• Objective 1: Duplicate the package documentation word for word, from "- func Enabled()" to "n *ir.CallExpr, ic *ir.InlinedCallExpr)".
• Objective 2: From the listing, copy out every line that contains the word "black".

• Provided text:
Documentation ¶
Index ¶
- func AnalyzeFunc(fn *ir.Func, canInline func(*ir.Func), budgetForFunc func(*ir.Func) int32, ...)
- func BudgetExpansion(maxBudget int32) int32
- func DumpFuncProps(fn *ir.Func, dumpfile string)
- func DumpInlCallSiteScores(profile *pgoir.Profile, ...)
- func Enabled() bool
- func EncodeCallSiteKey(cs *CallSite) string
- func GetCallSiteScore(fn *ir.Func, call *ir.CallExpr) (int, bool)
- func LargestNegativeScoreAdjustment(fn *ir.Func, props *FuncProps) int
- func LargestPositiveScoreAdjustment(fn *ir.Func) int
- func ScoreCalls(fn *ir.Func)
- func ScoreCallsCleanup()
- func SetupScoreAdjustments()
- func ShouldFoldIfNameConstant(n ir.Node, names []*ir.Name) bool
- func TearDown()
- func UnitTesting() bool
- func UpdateCallsiteTable(callerfn *ir.Func, n *ir.CallExpr, ic *ir.InlinedCallExpr)
- type ActualExprPropBits
- type CSPropBits
- type CallSite
- type CallSiteTab
- type FuncPropBits
- type FuncProps
- type ParamPropBits
- type ResultPropBits
Constants ¶
This section is empty.
Variables ¶
This section is empty.
Functions ¶
func AnalyzeFunc ¶
func AnalyzeFunc(fn *ir.Func, canInline func(*ir.Func), budgetForFunc func(*ir.Func) int32, inlineMaxBudget int)
AnalyzeFunc computes function properties for fn and its contained closures, updating the global 'fpmap' table. It is assumed that "CanInline" has been run on fn and on the closures that feed directly into calls; other closures not directly called will also be checked inlinability for inlinability here in case they are returned as a result.

Rows from an object pointing dataset:
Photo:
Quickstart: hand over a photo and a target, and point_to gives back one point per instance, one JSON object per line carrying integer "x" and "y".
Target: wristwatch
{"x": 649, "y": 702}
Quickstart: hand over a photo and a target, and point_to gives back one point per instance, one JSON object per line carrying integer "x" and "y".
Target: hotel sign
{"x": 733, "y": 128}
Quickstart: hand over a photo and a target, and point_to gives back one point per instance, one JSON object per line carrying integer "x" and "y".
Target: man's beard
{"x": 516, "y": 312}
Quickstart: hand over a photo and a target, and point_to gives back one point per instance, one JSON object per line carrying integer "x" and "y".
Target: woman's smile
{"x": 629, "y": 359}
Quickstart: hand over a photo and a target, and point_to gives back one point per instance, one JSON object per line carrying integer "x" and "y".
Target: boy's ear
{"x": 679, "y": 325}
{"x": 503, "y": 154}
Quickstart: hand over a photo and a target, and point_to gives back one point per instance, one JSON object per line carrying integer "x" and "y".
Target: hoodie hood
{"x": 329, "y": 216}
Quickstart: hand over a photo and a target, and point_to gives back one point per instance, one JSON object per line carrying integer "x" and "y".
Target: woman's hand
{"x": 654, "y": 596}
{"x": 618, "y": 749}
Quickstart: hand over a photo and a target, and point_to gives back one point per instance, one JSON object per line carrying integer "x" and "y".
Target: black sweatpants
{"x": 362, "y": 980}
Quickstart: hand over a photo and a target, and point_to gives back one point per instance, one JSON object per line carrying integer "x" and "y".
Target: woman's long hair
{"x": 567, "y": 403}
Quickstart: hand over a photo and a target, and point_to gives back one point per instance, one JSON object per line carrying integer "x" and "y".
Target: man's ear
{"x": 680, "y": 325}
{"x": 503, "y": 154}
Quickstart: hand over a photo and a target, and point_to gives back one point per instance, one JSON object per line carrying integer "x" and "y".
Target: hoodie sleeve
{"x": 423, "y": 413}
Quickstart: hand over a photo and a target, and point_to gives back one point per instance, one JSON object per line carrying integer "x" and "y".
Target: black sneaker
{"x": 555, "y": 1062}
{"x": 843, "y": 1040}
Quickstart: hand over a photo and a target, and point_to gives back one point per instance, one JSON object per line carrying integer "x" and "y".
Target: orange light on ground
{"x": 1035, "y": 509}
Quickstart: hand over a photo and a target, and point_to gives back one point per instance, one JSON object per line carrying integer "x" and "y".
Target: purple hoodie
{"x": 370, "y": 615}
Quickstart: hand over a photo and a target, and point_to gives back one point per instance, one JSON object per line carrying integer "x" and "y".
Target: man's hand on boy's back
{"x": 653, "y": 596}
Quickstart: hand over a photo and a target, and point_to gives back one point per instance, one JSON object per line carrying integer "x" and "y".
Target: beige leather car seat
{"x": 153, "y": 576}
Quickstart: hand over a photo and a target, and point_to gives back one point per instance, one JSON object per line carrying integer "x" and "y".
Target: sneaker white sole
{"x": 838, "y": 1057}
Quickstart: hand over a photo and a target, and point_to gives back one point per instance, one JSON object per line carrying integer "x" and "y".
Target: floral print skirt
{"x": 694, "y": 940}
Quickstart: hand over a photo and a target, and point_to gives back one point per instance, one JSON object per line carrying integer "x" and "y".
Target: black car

• Result 1:
- func Enabled() bool
- func EncodeCallSiteKey(cs *CallSite) string
- func GetCallSiteScore(fn *ir.Func, call *ir.CallExpr) (int, bool)
- func LargestNegativeScoreAdjustment(fn *ir.Func, props *FuncProps) int
- func LargestPositiveScoreAdjustment(fn *ir.Func) int
- func ScoreCalls(fn *ir.Func)
- func ScoreCallsCleanup()
- func SetupScoreAdjustments()
- func ShouldFoldIfNameConstant(n ir.Node, names []*ir.Name) bool
- func TearDown()
- func UnitTesting() bool
- func UpdateCallsiteTable(callerfn *ir.Func, n *ir.CallExpr, ic *ir.InlinedCallExpr)

• Result 2:
Target: black sweatpants
Target: black sneaker
Target: black car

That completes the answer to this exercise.